----- DATA ROWS -----

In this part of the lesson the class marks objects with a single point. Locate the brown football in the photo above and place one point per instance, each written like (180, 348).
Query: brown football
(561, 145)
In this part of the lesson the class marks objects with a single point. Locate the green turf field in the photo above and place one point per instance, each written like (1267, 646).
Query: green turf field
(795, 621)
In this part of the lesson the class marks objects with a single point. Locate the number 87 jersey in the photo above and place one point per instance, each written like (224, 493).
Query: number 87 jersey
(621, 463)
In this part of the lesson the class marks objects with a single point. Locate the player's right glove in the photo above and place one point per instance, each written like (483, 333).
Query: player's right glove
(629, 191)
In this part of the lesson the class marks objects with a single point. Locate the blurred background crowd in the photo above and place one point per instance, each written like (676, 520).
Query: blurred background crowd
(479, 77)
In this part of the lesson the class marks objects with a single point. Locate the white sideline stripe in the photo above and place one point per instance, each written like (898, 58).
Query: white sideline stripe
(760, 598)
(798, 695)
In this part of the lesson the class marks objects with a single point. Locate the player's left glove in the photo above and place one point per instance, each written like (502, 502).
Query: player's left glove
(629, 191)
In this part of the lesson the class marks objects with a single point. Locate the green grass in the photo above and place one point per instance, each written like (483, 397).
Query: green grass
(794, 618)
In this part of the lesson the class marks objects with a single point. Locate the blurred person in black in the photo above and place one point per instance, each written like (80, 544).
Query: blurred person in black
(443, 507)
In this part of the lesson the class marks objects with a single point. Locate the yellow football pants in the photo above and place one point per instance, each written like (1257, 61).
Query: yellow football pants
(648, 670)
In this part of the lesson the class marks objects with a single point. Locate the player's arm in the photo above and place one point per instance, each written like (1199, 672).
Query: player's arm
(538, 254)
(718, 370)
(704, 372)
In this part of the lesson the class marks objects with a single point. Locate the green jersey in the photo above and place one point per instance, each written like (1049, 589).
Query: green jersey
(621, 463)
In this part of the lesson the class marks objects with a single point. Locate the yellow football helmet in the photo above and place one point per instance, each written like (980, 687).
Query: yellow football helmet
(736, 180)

-----

_WHAT YOU WILL DO_
Print all of the material above again, with every line unchanged and in its original order.

_WRITTEN ANSWER_
In this part of the lesson the class marks objects with a single point. Locate the brown football in the photo above and place one point per instance, each written like (180, 348).
Query: brown football
(561, 145)
In this part of the lesson the class marks objects with a single point. Locate the green turf field in the photo above and place one point per instance, each written like (1267, 646).
Query: green turf field
(795, 621)
In this part of the lesson the class marks objects with a single point. Locate the number 87 jersey in the photo above and place one point per instance, each written like (224, 493).
Query: number 87 jersey
(621, 463)
In this part of the lesson the class marks objects with a single point. Locate the player's right glove in the photo above and place one point per instance, each written like (483, 333).
Query: player's right glove
(629, 191)
In this part of the lesson the class marks objects with a single point. Locate the blurred background crowd in the photo above and place one point per instance, each written like (676, 520).
Query: blurred background crowd
(479, 77)
In this part of the lesson the class marks objects with a single point. Locate the white sideline stripe in the photo above and place one point per instance, each written like (898, 58).
Query: white sideline stripe
(760, 598)
(798, 695)
In this part of the lesson the class marks objects with a single point. Locate the player's left glove in the photo above and place one point per instance, each written like (502, 502).
Query: player's left glove
(629, 191)
In this part of the lesson the class marks objects with a single point. Locate the green grass in the photo above and place one point per instance, each written like (483, 397).
Query: green grass
(794, 618)
In this part of the lesson the class marks objects with a single point. Locate the blurred person in black in the photo above and place one point per instance, each written like (80, 544).
Query: blurred person in black
(443, 507)
In this part of the lesson the class marks objects with a single point. Locate the yellow football pants in the photo above and place one point per instance, each written like (1257, 61).
Query: yellow football pants
(648, 670)
In this part of the lesson the class marks objects with a single point. Locate the player's arm in the photo above and place one point per instance, each written like (1199, 672).
Query: player's arm
(538, 254)
(718, 370)
(704, 372)
In this part of the lesson the class marks objects with a single point. Locate the green jersey in the photo above and place one point per instance, each written like (1049, 589).
Query: green jersey
(621, 463)
In this part of the lesson the class marks objects with a single point. Locate the yellow football helmet in the photo above and place one point per instance, each written like (980, 687).
Query: yellow football helmet
(736, 180)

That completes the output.